Items from a dataset
-------

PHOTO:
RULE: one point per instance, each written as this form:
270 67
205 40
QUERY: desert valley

-------

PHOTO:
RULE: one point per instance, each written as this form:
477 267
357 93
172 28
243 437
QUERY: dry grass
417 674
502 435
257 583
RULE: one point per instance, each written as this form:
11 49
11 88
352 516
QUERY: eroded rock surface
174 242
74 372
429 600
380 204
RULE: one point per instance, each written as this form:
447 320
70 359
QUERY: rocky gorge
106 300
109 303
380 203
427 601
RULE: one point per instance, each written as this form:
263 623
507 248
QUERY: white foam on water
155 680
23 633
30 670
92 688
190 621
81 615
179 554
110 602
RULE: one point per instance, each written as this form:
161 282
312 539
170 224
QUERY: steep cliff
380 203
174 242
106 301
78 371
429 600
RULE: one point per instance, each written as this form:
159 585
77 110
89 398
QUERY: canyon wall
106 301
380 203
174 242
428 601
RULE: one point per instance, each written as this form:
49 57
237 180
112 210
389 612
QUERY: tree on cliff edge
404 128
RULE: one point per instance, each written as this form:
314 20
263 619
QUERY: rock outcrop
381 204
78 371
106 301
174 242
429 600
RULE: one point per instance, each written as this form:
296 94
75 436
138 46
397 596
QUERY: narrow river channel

-------

■ AIM OF THE EXERCISE
Above are records; repeat only the lines starting at the line with "QUERY: steep cliff" and ending at the line with "QUERY: narrow river channel", exactly as they appear, both included.

■ SOLUTION TO THIS PROBLEM
QUERY: steep cliff
380 203
174 242
106 301
78 371
429 600
RULE: one point per instance, each written as this form:
159 585
77 110
89 398
QUERY: canyon wall
106 301
380 203
174 242
428 601
RULE: one point per instance, each written as this form:
49 57
237 180
112 210
389 612
QUERY: tree on cliff edge
404 128
RULE: one point per instance, each written as this form:
314 20
263 619
QUERY: rock outcrop
381 204
78 371
106 301
174 242
429 600
RULE: one point per instance, each written as this form:
296 94
75 436
138 46
397 596
QUERY: narrow river channel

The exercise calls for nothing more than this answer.